▶ [What is expected]
Take the line with "Would you mind marking the door" and all lines after it, through the end of the records below, and repeat them exactly.

▶ [Data to process]
....

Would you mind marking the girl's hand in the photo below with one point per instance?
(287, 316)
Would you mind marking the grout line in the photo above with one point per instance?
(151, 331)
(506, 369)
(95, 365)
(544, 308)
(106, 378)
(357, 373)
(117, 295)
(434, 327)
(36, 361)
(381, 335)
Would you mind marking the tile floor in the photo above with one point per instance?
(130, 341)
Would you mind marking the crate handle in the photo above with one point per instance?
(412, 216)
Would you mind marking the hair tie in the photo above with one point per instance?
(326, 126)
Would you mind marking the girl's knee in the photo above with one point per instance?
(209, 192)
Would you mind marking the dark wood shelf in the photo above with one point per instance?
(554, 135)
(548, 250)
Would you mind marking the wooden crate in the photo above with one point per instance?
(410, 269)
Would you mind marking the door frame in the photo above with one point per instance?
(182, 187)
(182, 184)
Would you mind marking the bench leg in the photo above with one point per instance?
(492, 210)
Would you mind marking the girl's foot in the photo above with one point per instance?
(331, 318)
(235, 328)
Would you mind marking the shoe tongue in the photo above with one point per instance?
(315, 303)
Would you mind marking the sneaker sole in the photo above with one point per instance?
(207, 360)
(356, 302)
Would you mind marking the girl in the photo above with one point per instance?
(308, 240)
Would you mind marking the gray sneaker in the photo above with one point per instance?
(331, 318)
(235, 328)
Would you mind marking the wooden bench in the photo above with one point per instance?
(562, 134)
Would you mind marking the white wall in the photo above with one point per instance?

....

▶ [Solution to this problem]
Would you mind marking the door frame in the photo above with one point per instance?
(182, 187)
(182, 184)
Would you mind marking the bench leg in the photo above with one point per instance?
(492, 210)
Would you mind marking the girl's foot in the photo above with one point per instance?
(331, 318)
(235, 328)
Would you mind marking the shoe tongue in the photo above with one point per instance?
(315, 303)
Would you mind marking the sneaker sole in the photo above with one point per instance?
(207, 360)
(356, 302)
Would you mind marking the girl in the photo above with one point per instance?
(308, 240)
Would you mind marking the gray sneaker in the photo above with one point per instance?
(331, 318)
(235, 328)
Would you mind marking the wooden bench in the photo above with one point per instance?
(562, 134)
Would you mind marking the white wall in the photo above with one point per instance?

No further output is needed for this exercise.